**EXERCISE OBJECTIVE:** Recast the portion of the material that begins with the line containing "the red jacket" and ends with the line containing "[617,413,730,486]", both included, as a Markdown table with the columns Entry and Text. Number each line in Entry, and skip any blank lines.

══ SUPPLIED MATERIAL

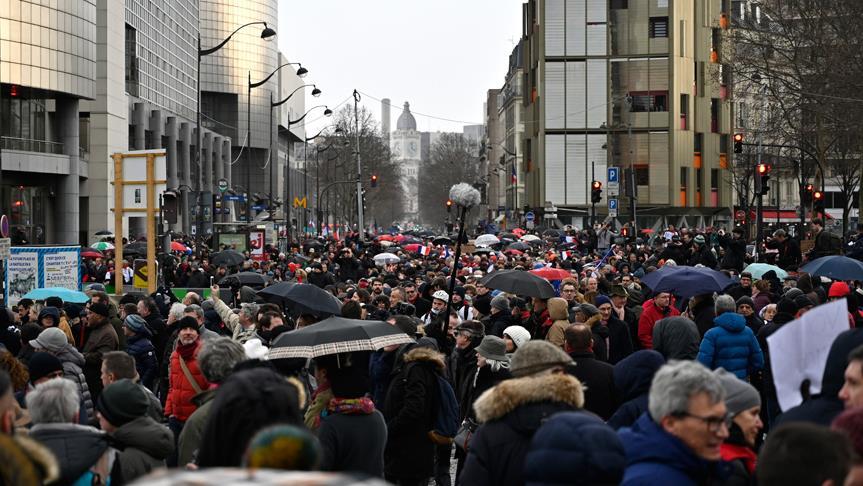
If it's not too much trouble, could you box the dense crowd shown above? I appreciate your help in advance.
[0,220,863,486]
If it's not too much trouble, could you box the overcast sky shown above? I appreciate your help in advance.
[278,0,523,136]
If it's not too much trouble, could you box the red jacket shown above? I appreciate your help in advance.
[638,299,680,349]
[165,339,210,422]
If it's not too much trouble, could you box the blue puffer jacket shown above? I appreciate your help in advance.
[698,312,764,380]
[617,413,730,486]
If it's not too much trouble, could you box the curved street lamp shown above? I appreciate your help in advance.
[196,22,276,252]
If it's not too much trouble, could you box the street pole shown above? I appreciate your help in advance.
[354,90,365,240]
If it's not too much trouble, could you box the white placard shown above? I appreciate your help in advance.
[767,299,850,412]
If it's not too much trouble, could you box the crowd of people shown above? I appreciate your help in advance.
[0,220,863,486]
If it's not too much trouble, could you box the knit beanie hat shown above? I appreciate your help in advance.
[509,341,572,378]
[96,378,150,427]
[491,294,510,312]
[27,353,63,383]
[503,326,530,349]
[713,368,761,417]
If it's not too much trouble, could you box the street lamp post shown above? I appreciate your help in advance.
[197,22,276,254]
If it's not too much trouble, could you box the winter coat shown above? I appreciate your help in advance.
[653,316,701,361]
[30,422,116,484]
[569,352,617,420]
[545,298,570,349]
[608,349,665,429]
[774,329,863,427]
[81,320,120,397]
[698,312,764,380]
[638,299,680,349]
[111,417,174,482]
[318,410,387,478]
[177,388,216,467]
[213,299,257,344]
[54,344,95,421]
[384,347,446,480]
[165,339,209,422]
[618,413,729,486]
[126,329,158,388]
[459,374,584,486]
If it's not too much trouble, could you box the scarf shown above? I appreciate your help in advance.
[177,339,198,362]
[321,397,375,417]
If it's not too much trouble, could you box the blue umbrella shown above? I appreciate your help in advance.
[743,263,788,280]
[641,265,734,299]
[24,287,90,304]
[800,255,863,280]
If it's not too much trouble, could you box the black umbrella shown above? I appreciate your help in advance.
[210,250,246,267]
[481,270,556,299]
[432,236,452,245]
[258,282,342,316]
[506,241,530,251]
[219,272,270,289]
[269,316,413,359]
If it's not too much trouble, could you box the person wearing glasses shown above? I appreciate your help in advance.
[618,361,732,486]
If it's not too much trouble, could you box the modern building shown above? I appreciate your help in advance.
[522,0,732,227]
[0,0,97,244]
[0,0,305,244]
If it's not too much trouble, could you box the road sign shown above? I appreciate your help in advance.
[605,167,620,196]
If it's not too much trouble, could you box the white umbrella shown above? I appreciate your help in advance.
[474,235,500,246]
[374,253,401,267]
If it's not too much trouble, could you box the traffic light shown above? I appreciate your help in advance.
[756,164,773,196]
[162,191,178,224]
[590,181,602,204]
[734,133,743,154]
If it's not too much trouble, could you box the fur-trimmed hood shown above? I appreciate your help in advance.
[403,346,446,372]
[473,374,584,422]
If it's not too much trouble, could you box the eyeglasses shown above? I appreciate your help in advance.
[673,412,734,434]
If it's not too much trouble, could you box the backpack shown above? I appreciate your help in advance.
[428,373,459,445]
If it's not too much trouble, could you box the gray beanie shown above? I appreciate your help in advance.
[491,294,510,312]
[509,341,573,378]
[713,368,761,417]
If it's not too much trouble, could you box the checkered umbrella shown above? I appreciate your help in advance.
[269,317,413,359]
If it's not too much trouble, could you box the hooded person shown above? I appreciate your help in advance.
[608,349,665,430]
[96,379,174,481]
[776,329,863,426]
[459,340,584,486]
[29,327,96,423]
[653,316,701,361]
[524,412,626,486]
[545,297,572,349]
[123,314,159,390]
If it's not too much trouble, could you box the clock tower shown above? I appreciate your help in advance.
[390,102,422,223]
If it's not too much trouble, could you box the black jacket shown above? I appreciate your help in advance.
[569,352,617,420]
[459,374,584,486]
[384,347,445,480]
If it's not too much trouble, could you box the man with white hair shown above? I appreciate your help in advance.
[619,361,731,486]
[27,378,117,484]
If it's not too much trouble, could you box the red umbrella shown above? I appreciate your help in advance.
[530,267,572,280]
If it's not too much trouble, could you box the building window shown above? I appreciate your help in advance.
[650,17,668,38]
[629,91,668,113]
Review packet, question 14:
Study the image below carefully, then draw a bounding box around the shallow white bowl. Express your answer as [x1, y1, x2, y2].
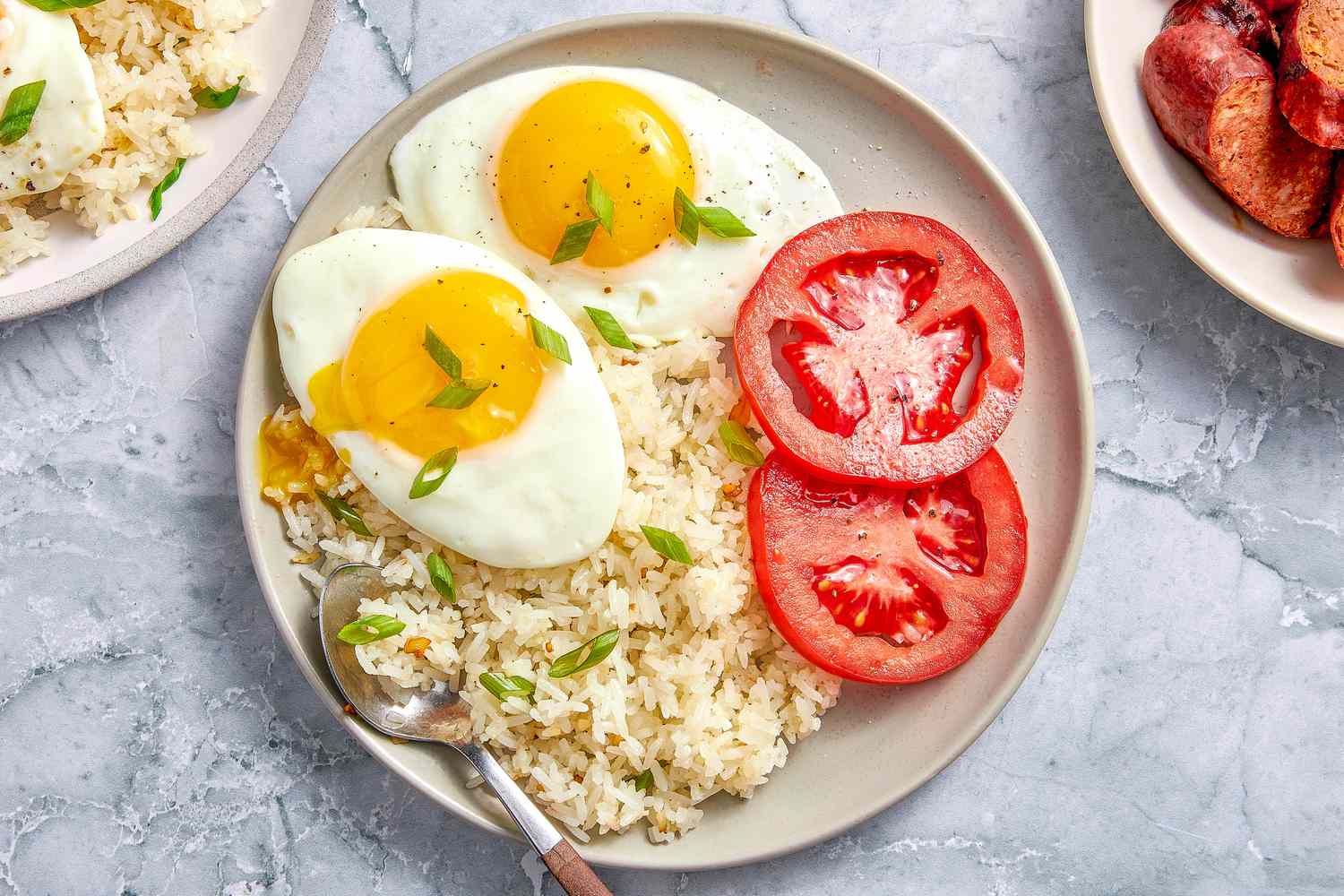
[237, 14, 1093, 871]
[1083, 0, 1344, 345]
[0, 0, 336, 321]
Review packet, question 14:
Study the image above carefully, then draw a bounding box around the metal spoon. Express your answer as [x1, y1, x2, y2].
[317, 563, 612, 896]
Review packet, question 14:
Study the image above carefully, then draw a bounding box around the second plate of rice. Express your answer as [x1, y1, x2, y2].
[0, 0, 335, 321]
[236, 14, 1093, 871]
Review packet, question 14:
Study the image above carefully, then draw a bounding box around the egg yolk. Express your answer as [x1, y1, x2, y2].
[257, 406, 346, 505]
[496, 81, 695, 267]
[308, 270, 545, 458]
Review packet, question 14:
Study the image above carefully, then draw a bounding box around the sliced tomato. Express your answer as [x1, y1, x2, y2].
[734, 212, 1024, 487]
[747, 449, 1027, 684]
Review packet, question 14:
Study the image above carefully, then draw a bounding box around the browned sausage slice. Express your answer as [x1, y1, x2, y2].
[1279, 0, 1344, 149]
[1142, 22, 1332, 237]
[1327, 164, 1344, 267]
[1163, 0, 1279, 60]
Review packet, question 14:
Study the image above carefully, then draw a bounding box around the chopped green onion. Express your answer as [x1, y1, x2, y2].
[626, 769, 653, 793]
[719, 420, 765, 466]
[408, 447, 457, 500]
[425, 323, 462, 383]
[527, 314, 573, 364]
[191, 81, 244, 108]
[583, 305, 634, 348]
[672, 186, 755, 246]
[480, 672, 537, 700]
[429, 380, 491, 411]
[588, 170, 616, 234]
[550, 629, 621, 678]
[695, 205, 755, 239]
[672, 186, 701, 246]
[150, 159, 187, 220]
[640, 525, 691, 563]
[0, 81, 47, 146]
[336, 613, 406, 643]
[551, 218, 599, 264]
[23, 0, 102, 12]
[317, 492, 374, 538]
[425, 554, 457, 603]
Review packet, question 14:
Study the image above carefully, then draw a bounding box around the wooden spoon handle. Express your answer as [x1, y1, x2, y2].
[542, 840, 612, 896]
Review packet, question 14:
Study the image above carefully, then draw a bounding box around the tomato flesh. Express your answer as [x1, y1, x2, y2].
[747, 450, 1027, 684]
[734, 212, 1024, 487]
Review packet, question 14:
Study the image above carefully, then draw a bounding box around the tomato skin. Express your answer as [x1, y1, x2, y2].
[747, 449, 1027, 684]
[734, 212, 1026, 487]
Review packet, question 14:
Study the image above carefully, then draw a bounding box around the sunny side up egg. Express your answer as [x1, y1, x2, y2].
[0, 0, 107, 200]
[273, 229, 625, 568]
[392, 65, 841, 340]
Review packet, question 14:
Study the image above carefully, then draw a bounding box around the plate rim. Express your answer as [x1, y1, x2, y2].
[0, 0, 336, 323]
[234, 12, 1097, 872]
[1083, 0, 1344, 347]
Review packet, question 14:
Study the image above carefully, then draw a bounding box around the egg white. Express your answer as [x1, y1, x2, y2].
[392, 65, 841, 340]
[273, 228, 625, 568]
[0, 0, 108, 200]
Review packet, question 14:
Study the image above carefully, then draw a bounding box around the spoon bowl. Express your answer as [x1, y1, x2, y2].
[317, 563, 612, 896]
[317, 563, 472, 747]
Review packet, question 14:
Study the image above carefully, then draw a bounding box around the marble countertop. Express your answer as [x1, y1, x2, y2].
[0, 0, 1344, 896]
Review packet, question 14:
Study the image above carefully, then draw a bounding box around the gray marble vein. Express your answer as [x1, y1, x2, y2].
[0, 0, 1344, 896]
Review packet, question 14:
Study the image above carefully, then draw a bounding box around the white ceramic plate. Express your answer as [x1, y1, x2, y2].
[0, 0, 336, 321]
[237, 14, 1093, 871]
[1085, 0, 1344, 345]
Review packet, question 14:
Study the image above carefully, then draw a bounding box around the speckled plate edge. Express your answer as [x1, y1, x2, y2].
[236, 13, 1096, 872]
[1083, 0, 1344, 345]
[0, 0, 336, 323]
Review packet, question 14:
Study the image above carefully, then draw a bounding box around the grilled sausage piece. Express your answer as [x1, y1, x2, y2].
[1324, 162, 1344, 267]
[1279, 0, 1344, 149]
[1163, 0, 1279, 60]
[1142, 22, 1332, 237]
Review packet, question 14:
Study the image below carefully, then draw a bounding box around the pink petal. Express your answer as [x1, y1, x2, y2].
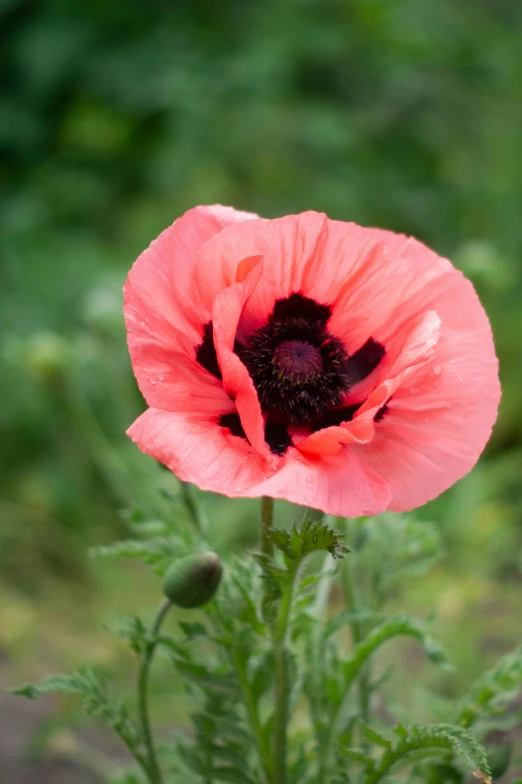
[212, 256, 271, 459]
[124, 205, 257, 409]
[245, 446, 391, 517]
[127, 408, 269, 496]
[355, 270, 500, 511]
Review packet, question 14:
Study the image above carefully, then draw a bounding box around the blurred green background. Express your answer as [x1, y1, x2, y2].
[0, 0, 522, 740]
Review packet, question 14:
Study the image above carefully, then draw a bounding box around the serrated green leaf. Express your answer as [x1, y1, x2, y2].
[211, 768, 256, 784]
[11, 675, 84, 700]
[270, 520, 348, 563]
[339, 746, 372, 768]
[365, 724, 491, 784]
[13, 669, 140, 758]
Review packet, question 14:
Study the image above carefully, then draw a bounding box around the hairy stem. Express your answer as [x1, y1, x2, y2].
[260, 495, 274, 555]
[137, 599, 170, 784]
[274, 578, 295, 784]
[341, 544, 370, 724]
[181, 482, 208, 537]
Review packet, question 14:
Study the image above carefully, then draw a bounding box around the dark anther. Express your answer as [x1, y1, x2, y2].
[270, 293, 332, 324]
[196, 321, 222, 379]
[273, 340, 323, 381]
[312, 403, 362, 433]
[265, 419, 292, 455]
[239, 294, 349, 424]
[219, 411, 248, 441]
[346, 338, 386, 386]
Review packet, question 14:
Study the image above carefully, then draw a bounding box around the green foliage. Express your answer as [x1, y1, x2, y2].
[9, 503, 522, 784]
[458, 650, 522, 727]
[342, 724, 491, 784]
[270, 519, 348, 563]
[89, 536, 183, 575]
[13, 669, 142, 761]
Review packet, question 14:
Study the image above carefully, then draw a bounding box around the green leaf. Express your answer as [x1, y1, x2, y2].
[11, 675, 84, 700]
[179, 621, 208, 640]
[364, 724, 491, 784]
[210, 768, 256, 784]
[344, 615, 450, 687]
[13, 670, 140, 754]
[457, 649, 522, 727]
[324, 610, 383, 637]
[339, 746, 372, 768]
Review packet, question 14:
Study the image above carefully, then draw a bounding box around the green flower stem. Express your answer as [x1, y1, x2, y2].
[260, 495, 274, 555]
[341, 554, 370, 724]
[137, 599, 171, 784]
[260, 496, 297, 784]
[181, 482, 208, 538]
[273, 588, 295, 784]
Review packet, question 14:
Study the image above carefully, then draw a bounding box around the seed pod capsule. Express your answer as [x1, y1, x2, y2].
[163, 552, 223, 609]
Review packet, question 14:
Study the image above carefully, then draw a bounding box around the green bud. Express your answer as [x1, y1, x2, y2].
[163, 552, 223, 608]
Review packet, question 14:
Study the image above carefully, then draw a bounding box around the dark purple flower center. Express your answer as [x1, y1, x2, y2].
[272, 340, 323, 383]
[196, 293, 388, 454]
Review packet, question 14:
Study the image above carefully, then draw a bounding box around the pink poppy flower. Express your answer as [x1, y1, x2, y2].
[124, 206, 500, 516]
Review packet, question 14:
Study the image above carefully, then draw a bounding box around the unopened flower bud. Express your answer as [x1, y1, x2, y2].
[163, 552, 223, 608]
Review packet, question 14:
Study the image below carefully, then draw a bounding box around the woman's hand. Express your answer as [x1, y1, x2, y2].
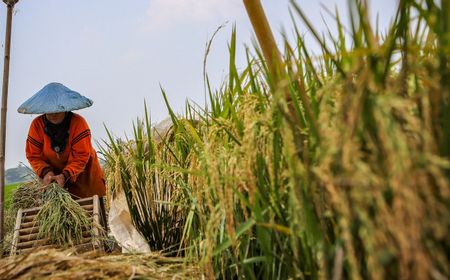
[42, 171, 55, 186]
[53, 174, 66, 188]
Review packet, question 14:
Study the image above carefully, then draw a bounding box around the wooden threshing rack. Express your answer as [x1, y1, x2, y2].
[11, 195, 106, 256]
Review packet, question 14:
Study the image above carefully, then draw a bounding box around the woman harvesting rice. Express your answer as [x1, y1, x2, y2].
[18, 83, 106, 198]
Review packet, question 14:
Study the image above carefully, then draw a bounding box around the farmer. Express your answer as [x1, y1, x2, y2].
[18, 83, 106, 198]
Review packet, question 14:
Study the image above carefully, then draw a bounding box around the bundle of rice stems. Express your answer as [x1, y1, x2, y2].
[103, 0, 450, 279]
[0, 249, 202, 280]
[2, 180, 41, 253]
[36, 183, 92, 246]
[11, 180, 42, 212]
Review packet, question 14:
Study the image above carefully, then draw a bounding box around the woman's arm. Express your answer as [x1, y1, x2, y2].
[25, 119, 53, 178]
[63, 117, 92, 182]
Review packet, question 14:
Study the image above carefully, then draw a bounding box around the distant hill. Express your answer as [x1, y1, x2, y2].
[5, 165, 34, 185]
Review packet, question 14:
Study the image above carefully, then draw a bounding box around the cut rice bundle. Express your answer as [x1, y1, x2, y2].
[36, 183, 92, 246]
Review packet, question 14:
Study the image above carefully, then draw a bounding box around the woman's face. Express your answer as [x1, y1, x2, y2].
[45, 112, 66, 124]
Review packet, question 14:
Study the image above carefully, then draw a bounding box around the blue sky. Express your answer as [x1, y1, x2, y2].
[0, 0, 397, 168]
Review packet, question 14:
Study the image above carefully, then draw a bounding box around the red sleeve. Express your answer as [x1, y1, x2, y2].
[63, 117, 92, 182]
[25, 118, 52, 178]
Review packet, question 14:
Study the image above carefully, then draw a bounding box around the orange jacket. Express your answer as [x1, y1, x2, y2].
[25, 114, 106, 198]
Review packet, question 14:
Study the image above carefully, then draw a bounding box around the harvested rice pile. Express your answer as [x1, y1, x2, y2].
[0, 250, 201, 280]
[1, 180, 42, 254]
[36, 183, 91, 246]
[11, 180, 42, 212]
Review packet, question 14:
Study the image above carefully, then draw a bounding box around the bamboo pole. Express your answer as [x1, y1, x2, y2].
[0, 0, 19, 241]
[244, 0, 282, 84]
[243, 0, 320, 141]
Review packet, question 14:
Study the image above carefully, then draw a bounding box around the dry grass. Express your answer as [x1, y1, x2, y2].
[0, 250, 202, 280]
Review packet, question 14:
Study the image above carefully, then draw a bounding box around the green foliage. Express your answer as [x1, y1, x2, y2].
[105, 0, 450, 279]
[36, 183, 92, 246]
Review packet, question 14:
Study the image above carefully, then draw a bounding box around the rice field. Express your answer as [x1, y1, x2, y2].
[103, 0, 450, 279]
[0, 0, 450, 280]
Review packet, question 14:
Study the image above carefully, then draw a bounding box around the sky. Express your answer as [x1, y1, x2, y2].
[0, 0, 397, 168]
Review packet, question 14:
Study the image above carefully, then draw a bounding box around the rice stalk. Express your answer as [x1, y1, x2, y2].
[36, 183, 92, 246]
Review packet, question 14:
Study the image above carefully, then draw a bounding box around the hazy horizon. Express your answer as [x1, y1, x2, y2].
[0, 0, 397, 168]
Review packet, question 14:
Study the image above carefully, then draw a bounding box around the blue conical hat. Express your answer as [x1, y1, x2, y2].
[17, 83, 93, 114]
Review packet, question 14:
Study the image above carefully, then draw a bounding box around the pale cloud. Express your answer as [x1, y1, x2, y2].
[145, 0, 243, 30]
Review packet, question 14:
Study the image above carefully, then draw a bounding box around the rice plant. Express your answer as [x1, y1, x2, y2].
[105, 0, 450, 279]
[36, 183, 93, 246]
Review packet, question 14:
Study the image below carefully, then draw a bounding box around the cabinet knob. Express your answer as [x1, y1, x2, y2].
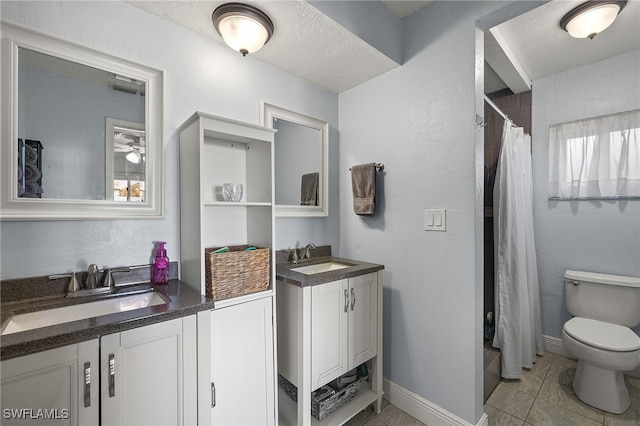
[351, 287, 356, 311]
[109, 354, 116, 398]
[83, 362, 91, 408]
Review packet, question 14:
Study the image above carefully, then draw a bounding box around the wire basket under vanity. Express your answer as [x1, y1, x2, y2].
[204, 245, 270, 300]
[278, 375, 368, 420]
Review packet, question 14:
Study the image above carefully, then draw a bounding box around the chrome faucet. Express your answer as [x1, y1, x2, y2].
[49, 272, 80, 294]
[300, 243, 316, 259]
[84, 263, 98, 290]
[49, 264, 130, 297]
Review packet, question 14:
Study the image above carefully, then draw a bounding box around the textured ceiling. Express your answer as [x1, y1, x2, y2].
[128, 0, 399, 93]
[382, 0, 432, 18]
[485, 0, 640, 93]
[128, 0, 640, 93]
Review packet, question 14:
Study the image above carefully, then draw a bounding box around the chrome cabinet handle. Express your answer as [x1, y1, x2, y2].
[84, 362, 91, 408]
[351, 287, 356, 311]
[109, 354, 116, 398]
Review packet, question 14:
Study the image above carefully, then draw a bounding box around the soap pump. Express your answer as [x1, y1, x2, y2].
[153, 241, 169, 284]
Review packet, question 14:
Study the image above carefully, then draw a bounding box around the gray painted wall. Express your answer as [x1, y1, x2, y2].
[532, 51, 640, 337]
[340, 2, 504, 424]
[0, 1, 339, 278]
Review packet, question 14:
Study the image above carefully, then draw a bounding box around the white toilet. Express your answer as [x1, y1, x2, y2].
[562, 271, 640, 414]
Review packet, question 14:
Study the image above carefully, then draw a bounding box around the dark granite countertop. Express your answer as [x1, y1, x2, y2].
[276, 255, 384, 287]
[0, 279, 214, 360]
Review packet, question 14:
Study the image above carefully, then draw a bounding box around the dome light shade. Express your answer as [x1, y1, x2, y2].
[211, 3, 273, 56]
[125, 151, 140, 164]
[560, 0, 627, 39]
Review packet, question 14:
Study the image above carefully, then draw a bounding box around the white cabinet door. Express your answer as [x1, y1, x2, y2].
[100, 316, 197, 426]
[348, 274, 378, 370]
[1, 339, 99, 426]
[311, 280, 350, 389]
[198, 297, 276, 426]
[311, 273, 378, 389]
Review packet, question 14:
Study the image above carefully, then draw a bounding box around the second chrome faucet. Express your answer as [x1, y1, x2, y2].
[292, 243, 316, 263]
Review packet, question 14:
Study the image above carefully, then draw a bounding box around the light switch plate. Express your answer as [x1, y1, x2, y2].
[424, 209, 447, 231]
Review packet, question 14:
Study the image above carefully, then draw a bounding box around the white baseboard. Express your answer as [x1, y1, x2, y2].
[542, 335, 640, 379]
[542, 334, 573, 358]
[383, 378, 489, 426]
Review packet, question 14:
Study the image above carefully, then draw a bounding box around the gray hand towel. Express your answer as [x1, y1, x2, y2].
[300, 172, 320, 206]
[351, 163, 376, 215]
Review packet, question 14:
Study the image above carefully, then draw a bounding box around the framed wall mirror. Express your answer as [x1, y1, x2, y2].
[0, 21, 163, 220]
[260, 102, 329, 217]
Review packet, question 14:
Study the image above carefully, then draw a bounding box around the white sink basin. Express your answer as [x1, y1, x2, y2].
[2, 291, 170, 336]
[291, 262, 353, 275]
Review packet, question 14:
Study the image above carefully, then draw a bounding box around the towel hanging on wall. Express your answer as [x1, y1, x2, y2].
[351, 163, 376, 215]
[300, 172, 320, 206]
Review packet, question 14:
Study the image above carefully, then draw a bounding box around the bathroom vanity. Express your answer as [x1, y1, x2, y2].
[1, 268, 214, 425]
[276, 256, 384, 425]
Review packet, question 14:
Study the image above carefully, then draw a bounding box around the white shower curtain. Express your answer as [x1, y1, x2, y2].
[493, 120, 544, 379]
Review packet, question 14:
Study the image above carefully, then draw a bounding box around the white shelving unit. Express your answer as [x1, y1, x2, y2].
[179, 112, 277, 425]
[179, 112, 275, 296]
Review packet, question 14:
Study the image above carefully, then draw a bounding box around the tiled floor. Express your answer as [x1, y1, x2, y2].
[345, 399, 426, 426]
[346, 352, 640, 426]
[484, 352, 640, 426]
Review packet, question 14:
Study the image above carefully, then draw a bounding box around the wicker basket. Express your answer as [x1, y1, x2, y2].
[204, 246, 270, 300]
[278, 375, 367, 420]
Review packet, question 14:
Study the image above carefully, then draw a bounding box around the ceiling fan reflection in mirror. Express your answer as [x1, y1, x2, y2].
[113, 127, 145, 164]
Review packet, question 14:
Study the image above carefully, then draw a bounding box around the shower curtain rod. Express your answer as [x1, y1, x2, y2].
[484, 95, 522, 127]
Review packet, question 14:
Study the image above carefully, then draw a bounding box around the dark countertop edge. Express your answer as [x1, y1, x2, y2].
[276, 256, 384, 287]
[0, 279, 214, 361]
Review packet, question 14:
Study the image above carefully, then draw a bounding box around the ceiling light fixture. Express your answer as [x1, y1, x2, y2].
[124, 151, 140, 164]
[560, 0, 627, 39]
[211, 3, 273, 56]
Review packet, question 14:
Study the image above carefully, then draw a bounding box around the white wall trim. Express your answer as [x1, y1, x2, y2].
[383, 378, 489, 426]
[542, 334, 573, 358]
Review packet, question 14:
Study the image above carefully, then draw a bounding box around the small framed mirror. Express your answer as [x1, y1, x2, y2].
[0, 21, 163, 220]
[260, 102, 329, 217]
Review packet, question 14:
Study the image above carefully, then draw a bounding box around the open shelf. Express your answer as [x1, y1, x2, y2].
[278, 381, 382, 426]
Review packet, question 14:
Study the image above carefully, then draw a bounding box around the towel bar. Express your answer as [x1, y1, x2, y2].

════

**EXERCISE SOLUTION:**
| Entry | Text |
|---|---|
| 1 | If it's not too much trouble, could you box the red jacket shown above? I appreciate your help in advance. |
| 2 | [638,299,680,349] |
| 3 | [165,339,210,422] |
| 4 | If it's not too much trouble, could you box the blue puffer jacket shown above? I appreciate your help in advance. |
| 5 | [698,312,764,380] |
| 6 | [617,413,730,486] |